EXERCISE MATERIAL.
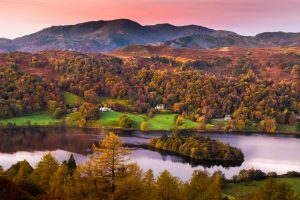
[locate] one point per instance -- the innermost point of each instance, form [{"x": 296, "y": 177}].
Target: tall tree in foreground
[
  {"x": 168, "y": 187},
  {"x": 44, "y": 171},
  {"x": 109, "y": 160}
]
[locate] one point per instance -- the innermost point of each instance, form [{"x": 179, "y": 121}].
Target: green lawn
[
  {"x": 157, "y": 122},
  {"x": 109, "y": 101},
  {"x": 40, "y": 119},
  {"x": 239, "y": 190},
  {"x": 71, "y": 100},
  {"x": 162, "y": 122}
]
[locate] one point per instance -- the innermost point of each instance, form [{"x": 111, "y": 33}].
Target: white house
[
  {"x": 227, "y": 118},
  {"x": 105, "y": 109},
  {"x": 160, "y": 107}
]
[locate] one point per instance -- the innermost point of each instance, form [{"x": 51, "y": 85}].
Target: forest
[
  {"x": 109, "y": 174},
  {"x": 36, "y": 82},
  {"x": 197, "y": 147}
]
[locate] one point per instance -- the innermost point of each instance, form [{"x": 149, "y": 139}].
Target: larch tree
[
  {"x": 168, "y": 187},
  {"x": 109, "y": 159},
  {"x": 44, "y": 171}
]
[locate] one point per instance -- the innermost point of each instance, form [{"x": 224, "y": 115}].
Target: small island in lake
[{"x": 197, "y": 147}]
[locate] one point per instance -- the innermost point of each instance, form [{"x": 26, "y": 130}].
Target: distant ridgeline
[{"x": 198, "y": 147}]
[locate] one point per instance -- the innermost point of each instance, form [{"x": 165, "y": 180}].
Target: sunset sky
[{"x": 247, "y": 17}]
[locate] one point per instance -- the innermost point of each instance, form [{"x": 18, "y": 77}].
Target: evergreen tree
[
  {"x": 202, "y": 187},
  {"x": 168, "y": 187},
  {"x": 109, "y": 160},
  {"x": 71, "y": 164},
  {"x": 44, "y": 171},
  {"x": 131, "y": 186},
  {"x": 58, "y": 181}
]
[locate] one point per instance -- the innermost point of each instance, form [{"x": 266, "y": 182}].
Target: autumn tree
[
  {"x": 125, "y": 121},
  {"x": 144, "y": 125},
  {"x": 168, "y": 187},
  {"x": 202, "y": 186},
  {"x": 44, "y": 171}
]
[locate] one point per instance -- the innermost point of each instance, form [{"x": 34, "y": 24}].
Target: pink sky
[{"x": 247, "y": 17}]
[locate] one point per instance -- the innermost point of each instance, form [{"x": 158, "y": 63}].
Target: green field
[
  {"x": 40, "y": 119},
  {"x": 110, "y": 101},
  {"x": 216, "y": 124},
  {"x": 157, "y": 122},
  {"x": 240, "y": 190},
  {"x": 71, "y": 100},
  {"x": 287, "y": 128}
]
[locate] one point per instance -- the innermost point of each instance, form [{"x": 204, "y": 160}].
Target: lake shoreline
[{"x": 200, "y": 131}]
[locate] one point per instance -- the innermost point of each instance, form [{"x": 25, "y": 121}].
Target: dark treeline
[
  {"x": 198, "y": 147},
  {"x": 108, "y": 174},
  {"x": 188, "y": 91}
]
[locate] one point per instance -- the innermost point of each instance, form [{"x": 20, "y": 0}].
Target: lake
[{"x": 265, "y": 152}]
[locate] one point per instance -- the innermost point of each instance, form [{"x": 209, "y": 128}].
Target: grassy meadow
[{"x": 39, "y": 119}]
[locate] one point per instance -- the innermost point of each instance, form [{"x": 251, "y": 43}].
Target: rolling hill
[{"x": 106, "y": 36}]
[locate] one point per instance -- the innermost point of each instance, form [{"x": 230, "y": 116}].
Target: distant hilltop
[{"x": 106, "y": 36}]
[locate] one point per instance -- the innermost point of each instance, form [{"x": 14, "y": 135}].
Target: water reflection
[{"x": 277, "y": 153}]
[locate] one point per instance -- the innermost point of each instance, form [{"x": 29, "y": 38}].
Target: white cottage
[
  {"x": 227, "y": 118},
  {"x": 160, "y": 107}
]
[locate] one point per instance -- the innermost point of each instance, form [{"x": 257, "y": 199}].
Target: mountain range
[{"x": 106, "y": 36}]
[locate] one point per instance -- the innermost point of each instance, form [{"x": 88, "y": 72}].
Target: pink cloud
[{"x": 18, "y": 17}]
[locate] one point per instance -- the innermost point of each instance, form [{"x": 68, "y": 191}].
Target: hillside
[
  {"x": 106, "y": 36},
  {"x": 102, "y": 36},
  {"x": 270, "y": 63},
  {"x": 256, "y": 86},
  {"x": 271, "y": 39}
]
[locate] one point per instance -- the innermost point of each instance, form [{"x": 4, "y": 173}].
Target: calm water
[{"x": 268, "y": 153}]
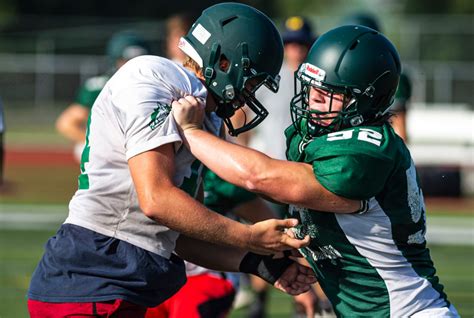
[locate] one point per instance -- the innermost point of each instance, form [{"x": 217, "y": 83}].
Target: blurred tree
[{"x": 439, "y": 6}]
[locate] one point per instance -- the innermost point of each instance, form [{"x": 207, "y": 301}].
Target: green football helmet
[
  {"x": 250, "y": 42},
  {"x": 356, "y": 61}
]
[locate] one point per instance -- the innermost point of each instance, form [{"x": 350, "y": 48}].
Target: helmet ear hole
[
  {"x": 224, "y": 63},
  {"x": 353, "y": 46}
]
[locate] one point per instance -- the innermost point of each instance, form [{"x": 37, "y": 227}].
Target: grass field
[{"x": 52, "y": 181}]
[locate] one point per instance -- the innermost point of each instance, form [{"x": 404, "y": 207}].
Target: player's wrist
[{"x": 264, "y": 266}]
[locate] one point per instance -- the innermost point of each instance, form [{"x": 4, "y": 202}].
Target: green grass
[{"x": 44, "y": 185}]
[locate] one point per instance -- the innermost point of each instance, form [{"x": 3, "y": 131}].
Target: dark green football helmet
[
  {"x": 250, "y": 42},
  {"x": 356, "y": 61}
]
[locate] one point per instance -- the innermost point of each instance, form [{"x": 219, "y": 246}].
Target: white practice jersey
[{"x": 131, "y": 116}]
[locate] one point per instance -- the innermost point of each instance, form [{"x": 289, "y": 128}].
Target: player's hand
[
  {"x": 270, "y": 237},
  {"x": 306, "y": 303},
  {"x": 296, "y": 279},
  {"x": 188, "y": 112}
]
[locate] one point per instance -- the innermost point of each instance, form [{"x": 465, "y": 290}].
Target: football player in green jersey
[{"x": 350, "y": 179}]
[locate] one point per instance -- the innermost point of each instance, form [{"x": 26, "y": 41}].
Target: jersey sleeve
[
  {"x": 354, "y": 164},
  {"x": 147, "y": 120},
  {"x": 357, "y": 177}
]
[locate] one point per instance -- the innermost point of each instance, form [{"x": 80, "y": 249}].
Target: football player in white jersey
[
  {"x": 371, "y": 262},
  {"x": 135, "y": 206}
]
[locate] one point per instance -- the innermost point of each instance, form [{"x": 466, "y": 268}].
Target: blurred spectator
[
  {"x": 72, "y": 122},
  {"x": 403, "y": 94}
]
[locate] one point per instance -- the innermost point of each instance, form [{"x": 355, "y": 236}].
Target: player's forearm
[
  {"x": 212, "y": 256},
  {"x": 180, "y": 212},
  {"x": 234, "y": 163}
]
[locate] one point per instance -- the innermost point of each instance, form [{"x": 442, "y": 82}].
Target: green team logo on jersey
[{"x": 159, "y": 115}]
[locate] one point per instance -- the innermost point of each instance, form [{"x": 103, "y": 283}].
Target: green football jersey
[
  {"x": 221, "y": 196},
  {"x": 375, "y": 263},
  {"x": 90, "y": 90}
]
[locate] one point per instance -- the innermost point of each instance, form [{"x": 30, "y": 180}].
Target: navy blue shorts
[{"x": 80, "y": 265}]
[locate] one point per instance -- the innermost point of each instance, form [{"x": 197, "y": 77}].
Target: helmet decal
[
  {"x": 201, "y": 34},
  {"x": 187, "y": 48},
  {"x": 313, "y": 72}
]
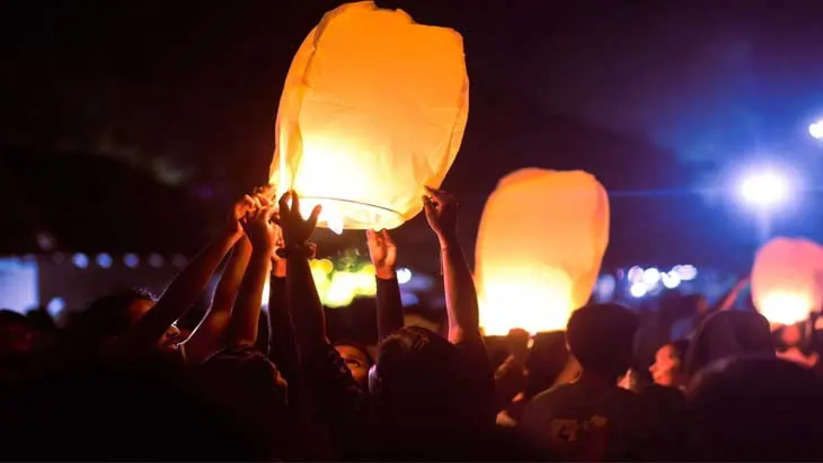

WHAT THE TASK REQUIRES.
How many lines in the material above contain the string "football", counting only matches with the same capitalization? Reply with the number alone.

ANSWER TO THIS TASK.
5